Start of DATASET RECORDS

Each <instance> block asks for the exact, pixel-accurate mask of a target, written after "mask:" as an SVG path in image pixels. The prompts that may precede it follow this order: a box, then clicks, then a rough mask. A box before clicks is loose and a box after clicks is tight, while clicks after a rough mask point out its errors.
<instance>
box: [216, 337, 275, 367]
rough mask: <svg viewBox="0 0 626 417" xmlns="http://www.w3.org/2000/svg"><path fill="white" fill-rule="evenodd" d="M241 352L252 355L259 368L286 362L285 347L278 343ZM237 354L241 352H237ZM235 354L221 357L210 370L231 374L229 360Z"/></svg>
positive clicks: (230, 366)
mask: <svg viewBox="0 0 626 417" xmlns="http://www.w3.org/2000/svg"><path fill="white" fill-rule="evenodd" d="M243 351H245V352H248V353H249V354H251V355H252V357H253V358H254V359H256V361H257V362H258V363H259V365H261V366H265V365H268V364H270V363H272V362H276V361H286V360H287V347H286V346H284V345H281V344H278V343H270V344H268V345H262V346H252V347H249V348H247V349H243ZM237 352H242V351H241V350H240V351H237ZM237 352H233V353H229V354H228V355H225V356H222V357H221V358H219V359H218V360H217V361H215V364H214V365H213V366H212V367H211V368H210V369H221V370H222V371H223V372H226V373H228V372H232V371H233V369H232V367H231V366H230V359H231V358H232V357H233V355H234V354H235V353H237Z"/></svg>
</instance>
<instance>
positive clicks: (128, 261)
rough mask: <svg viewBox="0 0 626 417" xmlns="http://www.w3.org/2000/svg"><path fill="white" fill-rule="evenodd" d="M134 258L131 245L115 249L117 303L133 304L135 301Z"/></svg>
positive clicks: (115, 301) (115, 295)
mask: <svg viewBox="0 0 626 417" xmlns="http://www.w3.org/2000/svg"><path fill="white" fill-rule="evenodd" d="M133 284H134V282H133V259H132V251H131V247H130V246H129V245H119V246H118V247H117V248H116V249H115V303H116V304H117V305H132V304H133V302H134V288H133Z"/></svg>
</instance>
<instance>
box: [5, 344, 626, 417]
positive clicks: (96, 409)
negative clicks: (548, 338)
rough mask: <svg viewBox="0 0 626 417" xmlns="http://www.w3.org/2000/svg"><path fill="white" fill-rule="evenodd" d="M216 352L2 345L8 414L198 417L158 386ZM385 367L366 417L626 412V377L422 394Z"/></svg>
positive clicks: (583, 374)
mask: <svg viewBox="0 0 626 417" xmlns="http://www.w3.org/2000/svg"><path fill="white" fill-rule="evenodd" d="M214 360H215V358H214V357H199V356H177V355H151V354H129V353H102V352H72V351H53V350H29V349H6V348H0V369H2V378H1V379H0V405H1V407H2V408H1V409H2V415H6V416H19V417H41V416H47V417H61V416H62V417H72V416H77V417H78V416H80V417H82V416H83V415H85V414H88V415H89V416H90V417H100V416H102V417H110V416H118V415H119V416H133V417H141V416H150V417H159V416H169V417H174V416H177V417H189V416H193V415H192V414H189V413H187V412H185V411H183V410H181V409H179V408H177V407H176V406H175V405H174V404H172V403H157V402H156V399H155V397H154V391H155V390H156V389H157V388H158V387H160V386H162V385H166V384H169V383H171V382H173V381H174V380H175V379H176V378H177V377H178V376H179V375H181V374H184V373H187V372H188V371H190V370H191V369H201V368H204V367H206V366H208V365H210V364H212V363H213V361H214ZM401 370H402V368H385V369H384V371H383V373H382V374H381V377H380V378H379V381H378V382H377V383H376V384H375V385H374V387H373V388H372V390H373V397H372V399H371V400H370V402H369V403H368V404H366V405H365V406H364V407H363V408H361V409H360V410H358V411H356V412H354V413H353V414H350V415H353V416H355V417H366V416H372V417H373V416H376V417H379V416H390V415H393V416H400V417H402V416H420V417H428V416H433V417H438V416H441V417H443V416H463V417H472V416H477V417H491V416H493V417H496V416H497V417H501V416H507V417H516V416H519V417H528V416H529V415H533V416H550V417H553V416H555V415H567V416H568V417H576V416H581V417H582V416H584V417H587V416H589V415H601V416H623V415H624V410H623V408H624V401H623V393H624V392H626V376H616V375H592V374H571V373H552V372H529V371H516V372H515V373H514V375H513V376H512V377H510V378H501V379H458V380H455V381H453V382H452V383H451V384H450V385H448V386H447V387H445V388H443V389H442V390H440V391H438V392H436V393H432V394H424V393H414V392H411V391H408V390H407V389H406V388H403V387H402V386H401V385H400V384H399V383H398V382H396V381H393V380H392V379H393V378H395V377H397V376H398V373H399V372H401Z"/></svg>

End of DATASET RECORDS

Write out every record, exactly as written.

SOLVED EXERCISE
Each <instance> block asks for the exact, pixel-accurate mask of a target, written after "mask:" as an SVG path in image pixels. The prompts that may precede it follow this order: a box, then clicks, then a rough mask. A box before clicks is loose and a box after clicks is tight, while clicks after a rough mask point out its errors.
<instance>
box: [216, 337, 275, 367]
rough mask: <svg viewBox="0 0 626 417" xmlns="http://www.w3.org/2000/svg"><path fill="white" fill-rule="evenodd" d="M241 352L252 355L259 368L286 362L285 347L278 343ZM237 354L241 352H237ZM235 354L221 357L210 370L231 374L229 360Z"/></svg>
positive clicks: (230, 366)
mask: <svg viewBox="0 0 626 417" xmlns="http://www.w3.org/2000/svg"><path fill="white" fill-rule="evenodd" d="M243 351H245V352H248V353H249V354H251V355H252V357H253V358H254V359H256V361H257V362H258V363H259V365H261V366H265V365H268V364H270V363H272V362H276V361H286V360H287V347H286V346H284V345H281V344H278V343H270V344H268V345H262V346H252V347H249V348H247V349H243ZM237 352H242V351H241V350H240V351H237ZM237 352H233V353H229V354H228V355H225V356H222V357H221V358H219V359H218V360H217V361H215V364H214V365H213V366H212V367H211V368H210V369H221V370H222V371H223V372H226V373H228V372H232V371H233V369H232V367H231V366H230V359H231V358H232V357H233V355H234V354H235V353H237Z"/></svg>
</instance>
<instance>
positive clicks: (128, 261)
rough mask: <svg viewBox="0 0 626 417" xmlns="http://www.w3.org/2000/svg"><path fill="white" fill-rule="evenodd" d="M134 258L131 245L115 249L117 303L133 304L135 301Z"/></svg>
positive clicks: (115, 301) (115, 295)
mask: <svg viewBox="0 0 626 417" xmlns="http://www.w3.org/2000/svg"><path fill="white" fill-rule="evenodd" d="M133 284H134V282H133V259H132V251H131V247H130V246H129V245H119V246H118V247H117V248H116V249H115V303H116V304H117V305H132V304H133V302H134V288H133Z"/></svg>
</instance>
<instance>
box: [5, 344, 626, 417]
positive clicks: (96, 409)
negative clicks: (548, 338)
rough mask: <svg viewBox="0 0 626 417" xmlns="http://www.w3.org/2000/svg"><path fill="white" fill-rule="evenodd" d="M216 352L2 345L8 414L198 417L158 386ZM385 367L366 417L626 412V377L422 394Z"/></svg>
positive clicks: (583, 374)
mask: <svg viewBox="0 0 626 417" xmlns="http://www.w3.org/2000/svg"><path fill="white" fill-rule="evenodd" d="M214 360H215V358H214V357H199V356H177V355H151V354H129V353H102V352H72V351H53V350H29V349H6V348H0V369H2V378H1V379H0V405H1V407H2V408H1V409H2V415H6V416H19V417H41V416H47V417H61V416H62V417H72V416H77V417H78V416H80V417H82V416H83V415H85V414H88V415H89V416H90V417H100V416H102V417H110V416H118V415H119V416H133V417H141V416H150V417H159V416H169V417H174V416H177V417H189V416H193V415H192V414H189V413H187V412H185V411H183V410H181V409H179V408H177V407H176V406H175V405H174V404H172V403H157V402H156V399H155V397H154V391H155V390H156V389H157V388H158V387H160V386H162V385H166V384H169V383H171V382H173V381H174V380H175V379H176V378H177V377H178V376H179V375H181V374H184V373H187V372H188V371H190V370H191V369H201V368H204V367H206V366H208V365H210V364H212V363H213V361H214ZM401 370H402V368H385V369H384V371H383V373H382V374H381V377H380V378H379V381H378V382H377V383H376V384H375V385H374V387H373V388H372V390H373V397H372V399H371V400H370V402H369V403H368V404H366V405H365V406H364V407H363V408H361V409H360V410H358V411H356V412H354V413H353V414H350V415H353V416H355V417H366V416H372V417H373V416H376V417H379V416H390V415H393V416H400V417H402V416H420V417H428V416H433V417H438V416H441V417H443V416H463V417H472V416H477V417H491V416H493V417H496V416H497V417H501V416H507V417H516V416H519V417H528V416H529V415H533V416H550V417H553V416H555V415H567V416H568V417H576V416H581V417H582V416H584V417H587V416H589V415H601V416H623V415H624V410H623V408H624V401H623V393H624V392H626V376H616V375H592V374H571V373H552V372H529V371H516V372H515V373H514V375H513V376H512V377H510V378H501V379H458V380H455V381H453V382H452V383H451V384H450V385H448V386H447V387H445V388H443V389H442V390H440V391H438V392H436V393H432V394H424V393H414V392H411V391H408V390H407V389H406V388H403V387H402V386H401V385H400V384H399V383H398V382H396V381H393V380H392V379H393V378H395V377H397V376H398V373H399V372H401Z"/></svg>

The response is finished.